### [Required task]
Rename "fritter" to "doughnut" everywhere in the records below, and leave everything else unchanged.

### [Available records]
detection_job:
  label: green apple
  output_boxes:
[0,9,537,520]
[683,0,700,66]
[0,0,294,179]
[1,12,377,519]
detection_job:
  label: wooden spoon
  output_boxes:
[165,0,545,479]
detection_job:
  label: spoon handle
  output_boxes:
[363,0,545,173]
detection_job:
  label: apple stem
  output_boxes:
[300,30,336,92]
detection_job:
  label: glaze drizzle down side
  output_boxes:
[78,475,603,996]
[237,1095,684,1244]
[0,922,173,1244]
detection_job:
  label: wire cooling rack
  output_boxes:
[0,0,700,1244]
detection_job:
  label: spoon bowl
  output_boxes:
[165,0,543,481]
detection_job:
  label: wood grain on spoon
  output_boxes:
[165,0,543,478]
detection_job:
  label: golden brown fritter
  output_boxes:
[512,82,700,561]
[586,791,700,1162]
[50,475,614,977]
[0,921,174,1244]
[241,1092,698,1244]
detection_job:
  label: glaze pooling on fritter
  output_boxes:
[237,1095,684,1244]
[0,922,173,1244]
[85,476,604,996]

### [Answer to this exercise]
detection_job:
  label: green apple
  output_boxes:
[0,9,537,520]
[683,0,700,66]
[0,0,294,179]
[1,12,377,519]
detection_job:
  label: wooden spoon
  output_boxes:
[165,0,545,479]
detection_job:
  label: spoon handle
  output_boxes:
[363,0,545,173]
detection_job:
  label: apple stem
  output_boxes:
[300,30,336,92]
detection_job:
  label: glaze drizzle down side
  output_boxes:
[78,475,603,996]
[237,1095,684,1244]
[0,922,173,1244]
detection_job:
  label: wire cooling rack
  output_boxes:
[0,0,700,1244]
detection_job:
  label: spoon bowl
  output_boxes:
[165,0,543,481]
detection_job:
  label: wood grain on spoon
  output_boxes:
[165,0,543,478]
detection_job:
  label: golden brown doughnut
  output_boxes:
[512,82,700,561]
[586,791,700,1162]
[50,475,614,977]
[0,921,174,1244]
[241,1092,698,1244]
detection_job:
  label: glaze pooling on doughnut
  output_boxes:
[237,1095,684,1244]
[0,922,173,1244]
[85,476,604,996]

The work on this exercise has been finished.